● SELECTED EXCERPT
--- --- ---
Billion Healthy Mouths Club

Professor Isabel Martinez Lizan from Spain:
“The real challenge of my job is to show students a different approach to dentistry.”

Prevention equals health, health equals quality life.

Professor, researcher and dentist Dr. Isabel Martinez Lizan has devoted her life to studying and teaching about the prevention of oral diseases. Her relentless pursuit to positively influence future dentists into choosing an active prevention path, rather than the reactive one, is highlighted in this short interview. 

What routines do you find most critical for maintaining proper oral health?

Without a doubt, regular oral hygiene and healthy dietary habits. 

What does the word prevention mean to you?

For me, prevention means health, and that equals to the quality of one’s life. 

What is your ‘golden rule’ or advice that you tell your patients often?

Spend time on yourself and your health… It’s worth it!
--- --- ---
● TASKS FOR THIS EXERCISE
(1) According to the dental prevention interview, which routines matter most for keeping the mouth healthy?
(2) Pick up the dental prevention interview after its last answer and keep it going.
The records have no connection to the dental prevention interview.

(Collected data entries)
--- --- ---
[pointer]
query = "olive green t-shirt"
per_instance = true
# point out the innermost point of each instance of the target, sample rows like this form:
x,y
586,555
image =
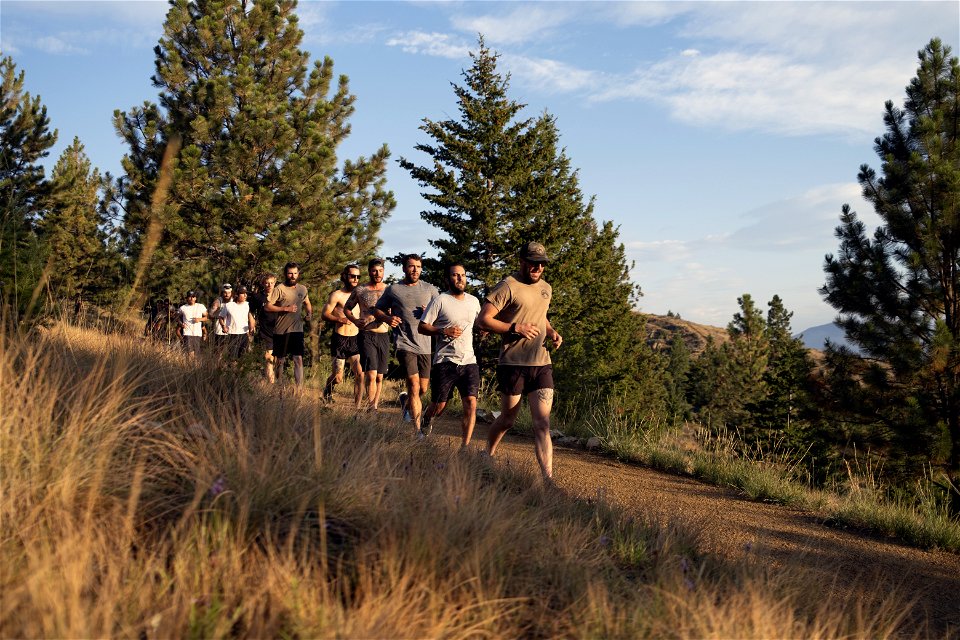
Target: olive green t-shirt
--- --- ---
● ANSWERS TO THE EXERCISE
(1) Regular oral hygiene and healthy dietary habits.

(2)
Welcome to the Billion Healthy Mouths Club

Proper routines in prevention are the future of dentistry – that’s why we at Curaden launched the Billion Healthy Mouths Club – a community of dental professionals committed to the idea of having proper routines in prevention and a holistic approach to dentistry. Dr. Isabel Martinez Lizan is one of those dental professionals who shares these values, and we proudly present her experience and thoughts to other like-minded people from the field. Keep reading our Gently magazine to discover more interviews with forward-thinking professionals from around the world.

What’s the biggest challenge of your job?

The biggest challenge of my job is to actively work on showing future dentists a different approach to dentistry, which is focused on health rather than disease. That is much more important and it is more ethical. Preventing caries or any other disease from happening is less costly, less time-consuming, and healthier than repairing ill tissues, despite the fact that we are able to do that in an excellent way.

On top of this, as a dentist I feel a responsibility to show the community of future dentists the relevant relationship between oral health and systemic diseases. I find that also quite challenging. 

What’s the thing that you like about your job the most?

To prove to patients that prevention works. As a professor, one of the things I like most is to see students of dentistry enjoy providing oral health counselling to patients, who then return to our clinic very committed to their oral health. 

What’s the most important thing in terms of an oral care routine, from your point of view?

Regular brushing and cleaning the interdental spaces properly. 

What’s the biggest oral health myth that you fight against?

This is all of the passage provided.